• Tareas y ejercicios
A – Responde estas preguntas sobre el texto del Manifiesto Comunista:
(i) ¿Cuántos años hace que vio la luz el Manifiesto Comunista?
(ii) ¿Qué organización encargó el texto a sus autores?
(iii) ¿Con qué frase arrancaba el Manifiesto?
B – Imprime sin cambios las líneas de las entradas que van desde la que contiene "marking the wrist" hasta el final de las entradas, ambos extremos incluidos.

• Texto del documento

━━━━━━━━━━━━━━━━━━━━━━━━━━━━━━

Hace ciento setenta y cuatro años veía la luz el Manifiesto Comunista. Redactado por Karl Marx y Friederich Engels el texto encargado por la Liga de los Comunistas a sus autores, trabajo debidamente pagado (¿calculado como valor de uso o como valor de cambio?), arrancaba con la siguiente frase: «Un fantasma recorre Europa: el fantasma del comunismo». No pasaba de ser un panfleto mediante el que se quería corporeizar la existencia del comunismo (el fantasma) mediante la explicación de sus principios ideológicos. Eso sí, pese a su inspiración propagandística, El Manifiesto Comunista es una notable contribución a la literatura sociopolítica que hoy merecería altos honores académicos por contraste con la mediocridad imperante.

━━━━━━━━━━━━━━━━━━━━━━━━━━━━━━

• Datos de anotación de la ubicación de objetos
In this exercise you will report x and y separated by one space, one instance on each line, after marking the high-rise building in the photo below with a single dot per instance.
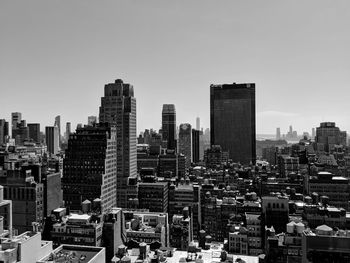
34 132
118 107
16 118
278 133
51 133
92 120
198 123
89 167
195 145
328 135
232 120
58 125
169 125
68 130
185 143
20 132
4 130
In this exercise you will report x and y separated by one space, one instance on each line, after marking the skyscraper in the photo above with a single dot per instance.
58 124
328 135
118 107
278 133
169 125
198 124
232 120
185 142
89 167
4 130
34 132
68 130
92 120
51 133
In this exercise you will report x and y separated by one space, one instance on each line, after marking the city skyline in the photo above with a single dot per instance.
281 48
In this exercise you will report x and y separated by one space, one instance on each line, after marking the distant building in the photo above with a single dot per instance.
147 227
195 146
52 139
232 120
92 120
325 245
4 131
154 196
89 167
328 135
185 143
181 232
169 126
118 107
34 132
58 125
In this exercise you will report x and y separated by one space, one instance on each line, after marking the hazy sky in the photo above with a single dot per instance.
56 57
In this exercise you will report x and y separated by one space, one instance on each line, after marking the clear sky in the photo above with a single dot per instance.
56 56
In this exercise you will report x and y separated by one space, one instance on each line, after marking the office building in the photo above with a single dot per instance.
68 130
92 120
118 107
232 120
4 131
34 132
89 167
27 196
185 143
169 126
198 124
328 136
154 196
147 227
58 125
52 141
278 134
16 118
195 145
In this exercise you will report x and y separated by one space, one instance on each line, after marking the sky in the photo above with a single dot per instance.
56 56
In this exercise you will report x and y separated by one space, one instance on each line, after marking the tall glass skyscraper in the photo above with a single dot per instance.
118 107
169 125
232 120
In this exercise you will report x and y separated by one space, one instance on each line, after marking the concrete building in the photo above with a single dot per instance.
186 195
185 143
232 120
181 232
118 107
89 167
114 233
325 245
4 131
58 125
34 132
328 135
195 146
147 227
153 196
275 212
335 188
81 229
52 139
169 126
27 197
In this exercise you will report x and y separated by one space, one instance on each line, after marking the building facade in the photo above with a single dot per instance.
232 120
118 107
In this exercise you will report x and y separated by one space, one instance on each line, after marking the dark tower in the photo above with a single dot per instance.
232 120
118 107
169 125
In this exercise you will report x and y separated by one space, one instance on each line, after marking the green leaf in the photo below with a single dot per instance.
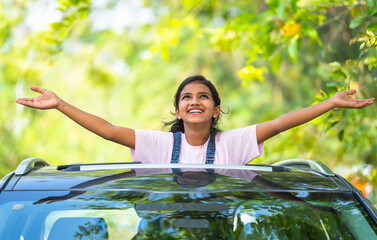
372 27
276 62
293 50
335 65
57 26
358 21
339 73
372 11
371 3
341 135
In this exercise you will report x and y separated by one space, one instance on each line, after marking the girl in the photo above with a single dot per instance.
193 137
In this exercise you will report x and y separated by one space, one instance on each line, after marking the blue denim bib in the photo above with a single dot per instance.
210 154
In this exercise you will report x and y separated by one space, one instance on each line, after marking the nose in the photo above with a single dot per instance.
194 101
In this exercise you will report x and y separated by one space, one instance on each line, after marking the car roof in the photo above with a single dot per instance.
292 175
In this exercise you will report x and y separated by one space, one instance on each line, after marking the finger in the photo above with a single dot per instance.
351 92
37 89
25 99
27 103
365 103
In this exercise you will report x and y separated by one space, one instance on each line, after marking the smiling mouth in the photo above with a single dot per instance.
197 111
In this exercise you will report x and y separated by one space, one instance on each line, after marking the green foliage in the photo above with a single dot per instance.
266 58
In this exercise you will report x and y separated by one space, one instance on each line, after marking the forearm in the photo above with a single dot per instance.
299 117
91 122
289 120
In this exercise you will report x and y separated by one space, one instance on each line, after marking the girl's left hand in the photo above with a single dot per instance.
342 100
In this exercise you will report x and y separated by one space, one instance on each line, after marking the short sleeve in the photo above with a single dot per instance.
152 146
238 146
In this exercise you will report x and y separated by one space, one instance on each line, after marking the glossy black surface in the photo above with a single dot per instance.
188 204
145 179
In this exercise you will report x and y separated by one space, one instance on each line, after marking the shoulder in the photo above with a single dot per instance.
237 132
148 137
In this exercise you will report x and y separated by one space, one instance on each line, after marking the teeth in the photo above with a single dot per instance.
195 111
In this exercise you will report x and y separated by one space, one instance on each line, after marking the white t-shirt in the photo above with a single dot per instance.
234 147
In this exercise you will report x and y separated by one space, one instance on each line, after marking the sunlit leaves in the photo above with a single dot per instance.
250 73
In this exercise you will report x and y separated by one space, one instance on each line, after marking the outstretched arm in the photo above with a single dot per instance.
269 129
97 125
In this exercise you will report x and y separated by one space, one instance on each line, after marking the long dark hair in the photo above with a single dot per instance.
177 124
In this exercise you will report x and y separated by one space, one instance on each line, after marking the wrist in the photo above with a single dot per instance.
59 104
332 103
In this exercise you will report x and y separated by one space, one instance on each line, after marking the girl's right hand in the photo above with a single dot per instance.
47 100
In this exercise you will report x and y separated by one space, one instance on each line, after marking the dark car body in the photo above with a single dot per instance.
295 199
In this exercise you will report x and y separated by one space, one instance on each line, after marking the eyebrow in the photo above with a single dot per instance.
188 93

━━━━━━━━━━━━━━━━━━━━━━━━━━━━━━

• Respuestas por tarea
A –
(i) Ciento setenta y cuatro años.
(ii) La Liga de los Comunistas.
(iii) «Un fantasma recorre Europa: el fantasma del comunismo».

B –
In this exercise you will report x and y separated by one space, one instance on each line, after marking the wrist in the photo above with a single dot per instance.
59 104
332 103
In this exercise you will report x and y separated by one space, one instance on each line, after marking the girl's right hand in the photo above with a single dot per instance.
47 100
In this exercise you will report x and y separated by one space, one instance on each line, after marking the dark car body in the photo above with a single dot per instance.
295 199
In this exercise you will report x and y separated by one space, one instance on each line, after marking the eyebrow in the photo above with a single dot per instance.
188 93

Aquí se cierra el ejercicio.